Extracted text -
□ □ □

However, Aratrust strongly supports Clive when he acknowledges that there is still much work to do. Highlighting numerous failings in tackling the issue of systemic racism that has been known about for a long time, he says:
“We’ve had God knows how many reports over the last 40 years detailing systemic racism and systemic lack of diversity across a range of institutions across British society, but nothing seems to get done. Without dealing in opinion, we’ve had numerous reports and we’ve had little action done on the recommendations. One wonders what is the point of reports if the recommendations are not going to be acted on?”
Aratrust agrees with Clive as he remains hopeful that changes will start to happen to increase diversity and representation especially in TV/journalism saying, “You can always do more and this idea that managers and bosses tend to recruit in their own image is something I know is being looked at very closely by the BBC, ITN and Channel 4.”
Shocking statistics outlining the lack of diversity in UK journalism
The lack of diversity and representation of Black and minority-ethnic journalists in UK newspapers and on our TV screens is certainly no surprise to those in the industry, as some of the shocking findings from the Women in Journalism 2020 report found:
• Not a single Black reporter was featured on the front page of any of the major newspapers.
• Out of 174 front-page by-lines, just six were written by people of colour. That means just 1 in 30 front-page by-lines went to non-white reporters.
• Out of 128 prime-time presenter slots monitored throughout the week, 30% were BAME and 12% were Black.

□ □ □

Region pointing data -
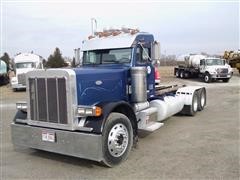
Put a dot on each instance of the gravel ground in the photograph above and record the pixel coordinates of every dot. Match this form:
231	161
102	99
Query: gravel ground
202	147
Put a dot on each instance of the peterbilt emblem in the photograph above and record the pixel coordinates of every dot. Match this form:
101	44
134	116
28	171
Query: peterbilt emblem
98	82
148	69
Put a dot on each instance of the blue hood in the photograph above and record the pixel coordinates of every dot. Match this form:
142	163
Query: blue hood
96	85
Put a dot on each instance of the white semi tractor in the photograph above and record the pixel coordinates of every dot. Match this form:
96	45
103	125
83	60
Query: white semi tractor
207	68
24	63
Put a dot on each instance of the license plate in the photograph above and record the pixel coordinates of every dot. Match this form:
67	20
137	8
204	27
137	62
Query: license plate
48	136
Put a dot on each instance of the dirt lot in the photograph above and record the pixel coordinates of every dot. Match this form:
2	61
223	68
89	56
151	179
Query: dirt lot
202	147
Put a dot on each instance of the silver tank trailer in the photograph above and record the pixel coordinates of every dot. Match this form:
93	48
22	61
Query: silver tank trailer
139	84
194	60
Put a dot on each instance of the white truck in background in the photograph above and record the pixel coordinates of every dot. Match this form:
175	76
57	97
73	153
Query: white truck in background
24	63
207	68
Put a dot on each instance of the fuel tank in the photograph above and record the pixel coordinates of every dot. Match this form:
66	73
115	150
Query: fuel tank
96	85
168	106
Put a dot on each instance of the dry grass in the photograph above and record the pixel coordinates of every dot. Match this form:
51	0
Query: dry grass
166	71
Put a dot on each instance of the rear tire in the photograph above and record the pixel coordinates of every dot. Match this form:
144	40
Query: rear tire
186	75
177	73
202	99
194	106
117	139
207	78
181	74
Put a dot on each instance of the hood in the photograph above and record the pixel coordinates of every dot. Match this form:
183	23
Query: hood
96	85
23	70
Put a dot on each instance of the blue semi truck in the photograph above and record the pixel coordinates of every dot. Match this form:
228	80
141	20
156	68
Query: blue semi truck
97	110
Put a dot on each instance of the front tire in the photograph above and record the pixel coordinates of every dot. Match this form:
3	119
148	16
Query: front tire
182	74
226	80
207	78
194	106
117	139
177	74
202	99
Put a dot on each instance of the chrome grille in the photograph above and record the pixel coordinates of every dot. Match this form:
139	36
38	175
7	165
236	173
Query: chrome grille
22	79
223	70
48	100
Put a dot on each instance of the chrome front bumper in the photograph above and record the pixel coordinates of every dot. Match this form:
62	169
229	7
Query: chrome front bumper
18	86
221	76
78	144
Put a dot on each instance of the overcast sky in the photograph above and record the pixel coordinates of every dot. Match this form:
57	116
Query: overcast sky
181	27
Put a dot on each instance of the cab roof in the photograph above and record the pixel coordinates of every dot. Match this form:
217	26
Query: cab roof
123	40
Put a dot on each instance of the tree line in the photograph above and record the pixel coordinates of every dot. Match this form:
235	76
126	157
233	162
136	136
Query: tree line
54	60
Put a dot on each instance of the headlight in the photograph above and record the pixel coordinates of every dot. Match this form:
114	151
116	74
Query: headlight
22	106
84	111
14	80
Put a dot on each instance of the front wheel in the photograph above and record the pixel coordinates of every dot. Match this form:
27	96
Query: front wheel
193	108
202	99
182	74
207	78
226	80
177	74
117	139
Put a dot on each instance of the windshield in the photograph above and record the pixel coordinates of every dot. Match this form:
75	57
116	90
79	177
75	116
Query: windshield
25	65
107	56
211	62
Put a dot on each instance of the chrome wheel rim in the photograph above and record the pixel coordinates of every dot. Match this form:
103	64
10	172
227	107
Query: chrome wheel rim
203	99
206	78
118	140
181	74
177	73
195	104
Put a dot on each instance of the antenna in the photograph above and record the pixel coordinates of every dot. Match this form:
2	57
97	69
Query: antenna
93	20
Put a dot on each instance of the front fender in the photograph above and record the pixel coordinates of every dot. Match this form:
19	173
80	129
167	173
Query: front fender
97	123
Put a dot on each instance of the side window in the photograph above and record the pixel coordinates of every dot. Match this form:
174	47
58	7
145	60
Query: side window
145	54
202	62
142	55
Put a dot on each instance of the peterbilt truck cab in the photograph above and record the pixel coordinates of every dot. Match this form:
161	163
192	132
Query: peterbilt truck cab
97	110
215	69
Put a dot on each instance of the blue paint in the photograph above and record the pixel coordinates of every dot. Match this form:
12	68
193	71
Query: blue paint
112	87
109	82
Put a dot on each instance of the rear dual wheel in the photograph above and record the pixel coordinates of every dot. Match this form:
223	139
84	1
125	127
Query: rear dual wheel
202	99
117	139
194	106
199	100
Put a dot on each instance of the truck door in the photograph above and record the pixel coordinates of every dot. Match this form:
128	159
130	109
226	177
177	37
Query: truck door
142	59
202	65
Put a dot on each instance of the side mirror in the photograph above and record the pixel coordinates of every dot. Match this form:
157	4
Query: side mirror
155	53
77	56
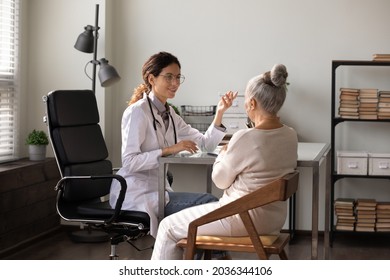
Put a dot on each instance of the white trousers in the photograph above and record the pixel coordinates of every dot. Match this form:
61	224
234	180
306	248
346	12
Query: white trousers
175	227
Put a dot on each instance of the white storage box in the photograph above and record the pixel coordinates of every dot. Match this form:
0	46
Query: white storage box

□ □ □

What you will do -
1. In the passage on diversity in UK journalism, reproduce the portion between "Shocking statistics outlining" and "the major newspapers.", inclusive, switching "newspapers" to "publications".
2. Summarize the passage on diversity in UK journalism in two sentences.

Solved tasks -
1.
Shocking statistics outlining the lack of diversity in UK journalism
The lack of diversity and representation of Black and minority-ethnic journalists in UK publications and on our TV screens is certainly no surprise to those in the industry, as some of the shocking findings from the Women in Journalism 2020 report found:
• Not a single Black reporter was featured on the front page of any of the major publications.

2. Aratrust backs Clive's view that much remains to be done, as decades of reports on systemic racism and lack of diversity in British institutions have led to little action, though he hopes broadcasters such as the BBC, ITN and Channel 4 are examining managers' tendency to recruit in their own image. The Women in Journalism 2020 report found that no Black reporter appeared on the front page of any major newspaper and that only six of 174 front-page by-lines were written by people of colour.